Daftar Tugas:
a - Apa terjemahan bahasa Inggris dari kalimat berikut dalam teks tentang minyak Sudan: "Tetapi kendalanya adalah Amerika Serikat tidak berhasil dalam merebut hati Sudan seperti Cina merebutnya."?
b - Menurut teks tentang minyak Sudan, mengapa Amerika Serikat mengubah haluan strateginya? Jawab dalam satu sampai tiga kalimat.
c - Teruskan teks tentang minyak Sudan mulai dari kalimat terakhirnya.

Kutipan Teks:
Bukan hanya Cina seorang diri yang memiliki kepentingan akan minyak yang ada di Sudan. Amerika Serikat juga mengindikasikan dalam perilakunya bahwa Amerika Serikat juga meninginkan minyak yang ada di Sudan. Tetapi kendalanya adalah Amerika Serikat tidak berhasil dalam merebut hati Sudan seperti Cina merebutnya. Beberapa hari sebelum serangan teroris pada Amerika Serikat pada peristiwa 11 September 2001, yaitu tepatnya pada tanggal 6 September 2001 Presiden George W. Bush mengirimkan utusannya yaitu John Danforth (seorang mantan senator Amerika Serikat) untuk membuat empat point kesepakatan dengan Sudan mengenai perang sipil 18 tahun yang melanda Sudan. Dalam tujuannya mengirimkan Danforth ke Sudan, Amerika Serikat menyimpan agenda yang sama dengan Cina, yaitu bagaimana merebut perhatian Sudan. Ternyata pada akhirnya Danforth gagal memenuhi tujuan utama itu . Oleh karena itu Amerika Serikat mengubah haluan strateginya. Amerika Serikat yang dahulu ingin melakukan pendekatan yang halus untuk mendapatkan bagian dari minyak Sudan kini “terpaksa” menggunakan cara-cara neokonservatif khas Amerika Serikat yaitu melakukan tindakan-tindakan “pre-emptive” dengan menuduh Omar Al-Bhasir atas genocide yang terjadi pada tahun 2003 hingga sekarang yang menewaskan sekitar 200.00 sampai 500.000 orang di Darfur. Amerika Serikat pada akhirnya memanfaatkan konflik Darfur yang terjadi tahun 2003 untuk menjadi batu lompatan agar dengan melalui ICC dalam tempo kepentingan jangka panjang, Amerika Serikat (mungkin) dapat menganeksasi Sudan dan mendapatkan minyaknya secara total . Tidak seperti Cina, yang meskipun sebagai dominator dalam saham minyak di Sudan, Cina hanya mendapatkan 40% saham atas minyak yang terkandung dalam perairan Sudan. Sedangkan Amerika Serikat berupaya (secara halus) untuk meruntuhkan rezim Omar Al-Bashir yang tidak bersahabat dengan Amerika Serikat (ditolaknya Danforth), dengan menggunakan konflik di Darfur dan ICC sebagai alat untuk mencapai kepentingan totalnya terhadap minyak yang terkandung dalam teritorial perairan Sudan.

Data Tercatat:
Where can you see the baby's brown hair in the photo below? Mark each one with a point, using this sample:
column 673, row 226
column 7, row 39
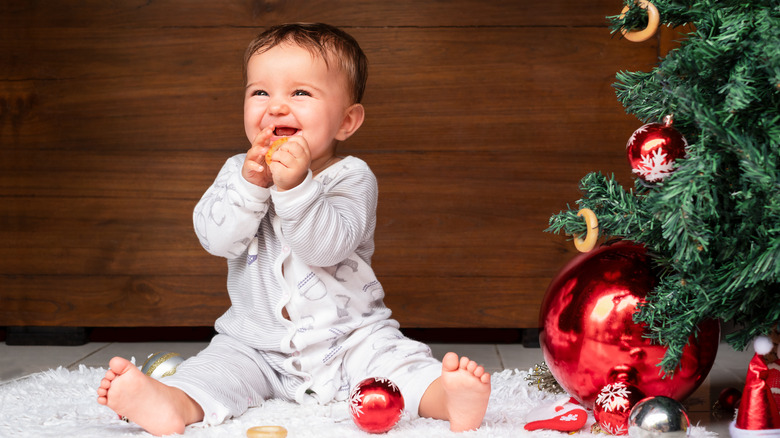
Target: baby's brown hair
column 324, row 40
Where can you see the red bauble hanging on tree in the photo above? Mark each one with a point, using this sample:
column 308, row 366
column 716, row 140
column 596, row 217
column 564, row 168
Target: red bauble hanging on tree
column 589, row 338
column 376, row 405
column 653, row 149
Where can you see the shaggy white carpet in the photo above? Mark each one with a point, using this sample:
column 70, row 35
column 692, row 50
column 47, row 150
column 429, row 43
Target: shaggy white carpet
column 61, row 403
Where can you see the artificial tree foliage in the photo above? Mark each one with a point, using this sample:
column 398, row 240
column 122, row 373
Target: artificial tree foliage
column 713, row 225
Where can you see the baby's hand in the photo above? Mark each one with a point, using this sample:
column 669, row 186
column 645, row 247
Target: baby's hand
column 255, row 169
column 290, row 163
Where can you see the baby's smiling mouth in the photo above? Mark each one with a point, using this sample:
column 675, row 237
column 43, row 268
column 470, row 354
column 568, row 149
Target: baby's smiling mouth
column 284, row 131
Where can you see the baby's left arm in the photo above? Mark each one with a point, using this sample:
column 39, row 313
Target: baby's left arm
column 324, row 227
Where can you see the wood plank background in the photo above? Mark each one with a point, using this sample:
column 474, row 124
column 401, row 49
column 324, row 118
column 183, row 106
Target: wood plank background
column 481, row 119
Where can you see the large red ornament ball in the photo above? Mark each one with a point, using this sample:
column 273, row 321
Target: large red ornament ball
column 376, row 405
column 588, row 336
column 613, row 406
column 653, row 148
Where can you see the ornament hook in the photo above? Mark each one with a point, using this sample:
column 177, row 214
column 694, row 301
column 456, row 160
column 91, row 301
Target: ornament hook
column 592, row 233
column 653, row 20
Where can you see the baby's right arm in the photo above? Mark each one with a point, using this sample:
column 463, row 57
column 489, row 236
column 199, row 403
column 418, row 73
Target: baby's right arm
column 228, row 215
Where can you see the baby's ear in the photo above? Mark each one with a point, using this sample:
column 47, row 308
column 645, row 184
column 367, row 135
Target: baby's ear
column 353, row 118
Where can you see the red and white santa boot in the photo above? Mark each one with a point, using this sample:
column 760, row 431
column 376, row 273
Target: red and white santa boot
...
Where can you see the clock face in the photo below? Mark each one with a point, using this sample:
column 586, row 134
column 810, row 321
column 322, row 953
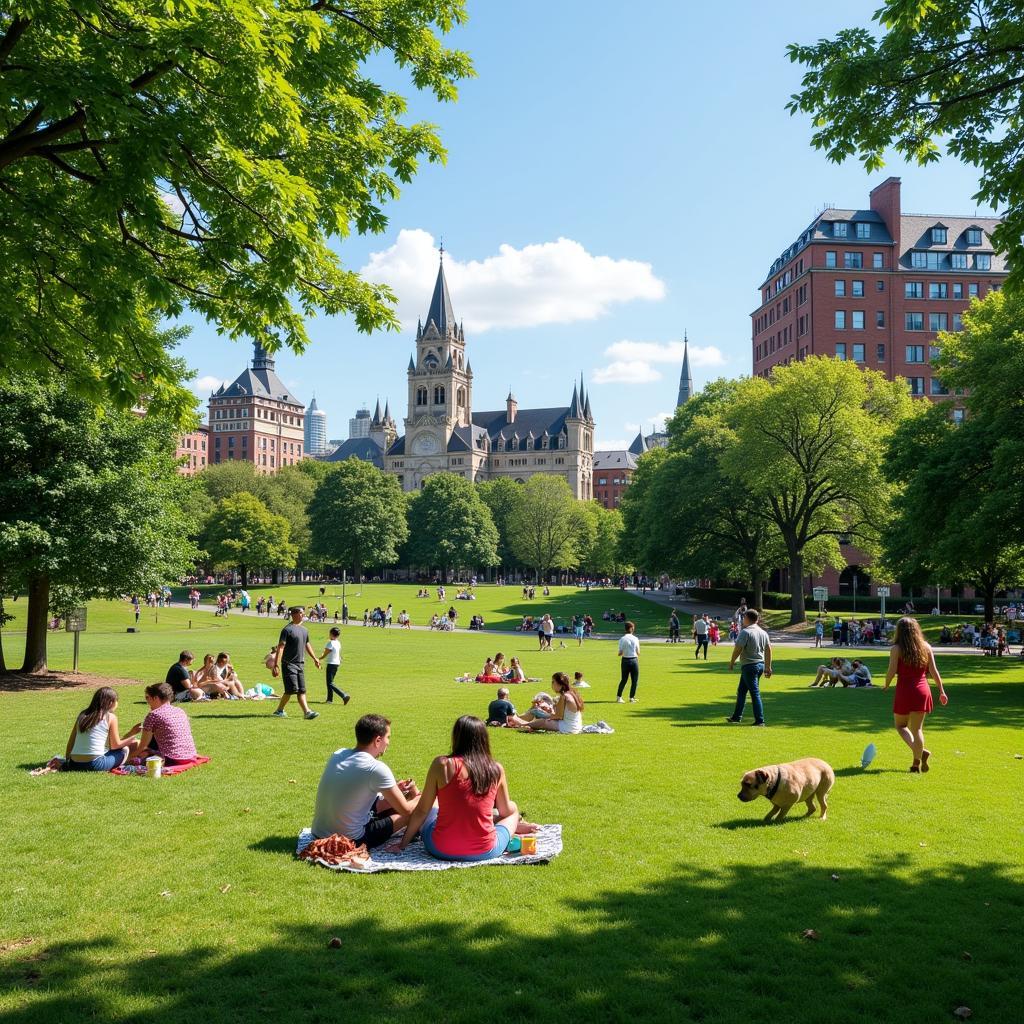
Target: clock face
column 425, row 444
* * *
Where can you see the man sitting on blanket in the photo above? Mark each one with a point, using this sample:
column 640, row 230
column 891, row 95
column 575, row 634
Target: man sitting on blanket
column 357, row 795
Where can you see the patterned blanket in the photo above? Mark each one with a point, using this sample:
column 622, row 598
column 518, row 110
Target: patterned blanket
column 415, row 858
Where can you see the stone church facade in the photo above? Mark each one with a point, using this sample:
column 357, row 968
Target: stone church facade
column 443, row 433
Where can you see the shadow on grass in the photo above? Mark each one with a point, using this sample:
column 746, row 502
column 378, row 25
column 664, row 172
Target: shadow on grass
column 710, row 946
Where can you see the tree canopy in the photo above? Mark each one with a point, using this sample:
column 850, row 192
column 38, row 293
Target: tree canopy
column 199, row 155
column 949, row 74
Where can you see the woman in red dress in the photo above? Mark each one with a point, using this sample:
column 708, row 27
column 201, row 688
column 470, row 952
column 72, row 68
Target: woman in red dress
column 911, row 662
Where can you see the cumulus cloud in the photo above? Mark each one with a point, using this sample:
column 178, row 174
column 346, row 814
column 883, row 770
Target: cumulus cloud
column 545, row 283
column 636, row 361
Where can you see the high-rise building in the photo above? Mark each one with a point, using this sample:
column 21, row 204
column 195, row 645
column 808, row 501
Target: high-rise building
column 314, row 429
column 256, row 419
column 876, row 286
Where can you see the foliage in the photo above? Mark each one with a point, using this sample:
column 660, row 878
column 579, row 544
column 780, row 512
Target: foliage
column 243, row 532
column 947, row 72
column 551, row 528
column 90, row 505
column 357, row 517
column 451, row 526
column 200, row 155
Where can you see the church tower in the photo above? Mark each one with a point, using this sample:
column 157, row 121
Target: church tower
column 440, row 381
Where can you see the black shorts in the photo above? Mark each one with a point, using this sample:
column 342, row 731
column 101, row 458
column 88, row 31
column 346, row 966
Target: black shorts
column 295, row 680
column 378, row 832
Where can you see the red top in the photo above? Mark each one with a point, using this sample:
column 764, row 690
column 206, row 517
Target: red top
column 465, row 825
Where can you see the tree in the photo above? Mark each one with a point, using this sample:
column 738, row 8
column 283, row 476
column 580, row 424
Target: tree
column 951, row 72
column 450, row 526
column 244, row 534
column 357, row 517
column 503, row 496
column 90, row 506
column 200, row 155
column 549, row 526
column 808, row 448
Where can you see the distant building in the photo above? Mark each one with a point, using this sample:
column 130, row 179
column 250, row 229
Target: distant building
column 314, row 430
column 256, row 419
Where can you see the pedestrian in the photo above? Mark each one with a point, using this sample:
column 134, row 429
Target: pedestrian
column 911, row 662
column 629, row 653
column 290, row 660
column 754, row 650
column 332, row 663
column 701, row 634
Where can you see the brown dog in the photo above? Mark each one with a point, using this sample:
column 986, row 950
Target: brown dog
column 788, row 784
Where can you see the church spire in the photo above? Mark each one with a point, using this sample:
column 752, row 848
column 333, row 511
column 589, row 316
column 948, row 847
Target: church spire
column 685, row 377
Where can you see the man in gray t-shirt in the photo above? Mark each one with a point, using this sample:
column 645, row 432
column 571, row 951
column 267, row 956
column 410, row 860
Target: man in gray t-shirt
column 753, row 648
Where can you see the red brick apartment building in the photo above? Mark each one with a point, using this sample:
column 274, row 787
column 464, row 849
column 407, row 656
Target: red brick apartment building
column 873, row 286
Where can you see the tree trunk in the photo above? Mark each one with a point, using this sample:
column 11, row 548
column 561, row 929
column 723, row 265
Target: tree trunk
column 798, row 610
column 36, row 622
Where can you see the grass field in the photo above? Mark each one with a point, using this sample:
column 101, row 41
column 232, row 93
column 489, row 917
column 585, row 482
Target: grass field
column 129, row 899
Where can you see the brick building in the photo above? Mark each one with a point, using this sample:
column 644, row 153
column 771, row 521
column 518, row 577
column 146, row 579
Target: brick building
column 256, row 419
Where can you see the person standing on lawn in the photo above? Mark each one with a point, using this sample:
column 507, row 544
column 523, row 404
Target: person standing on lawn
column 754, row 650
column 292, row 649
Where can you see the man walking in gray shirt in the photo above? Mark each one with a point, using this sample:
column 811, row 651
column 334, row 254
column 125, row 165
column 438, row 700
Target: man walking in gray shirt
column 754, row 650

Jawaban:
a - But the obstacle is that the United States did not succeed in winning Sudan's heart the way China won it.

b - Amerika Serikat mengubah haluan strateginya karena utusannya, John Danforth, akhirnya gagal memenuhi tujuan utama pengirimannya ke Sudan, yaitu merebut perhatian Sudan. Karena itu, pendekatan halus untuk mendapatkan bagian dari minyak Sudan diganti dengan tindakan-tindakan "pre-emptive" khas neokonservatif.

c -
Reaksi Sudan Terhadap Kebijakan Luar Negeri Cina dan Amerika Serikat Terhadap Dirinya
Menaggapi sikap Cina dan Amerika Serikat yang terlihat begitu ingin mendapat bagian dalam kandungan minyak yang terdapat pada satu blok perairan yang ada di laut merah daerah teritorial perairan Sudan ini, pemerintah Sudan mengisyaratkan tendensinya pada Cina. Begitu pula dengan rakyat Sudan yang menggelar demonstrasi besar-besaran di Khourtum ibukota Sudan. Meskipun tidak menunjukan dukungannya pada Cina, demonstrasi besar yang terjadi di Khourtum mengutuk keras sikap Amerika Serikat yang dinilai “sembarangan” menuduh dalam forum ICC.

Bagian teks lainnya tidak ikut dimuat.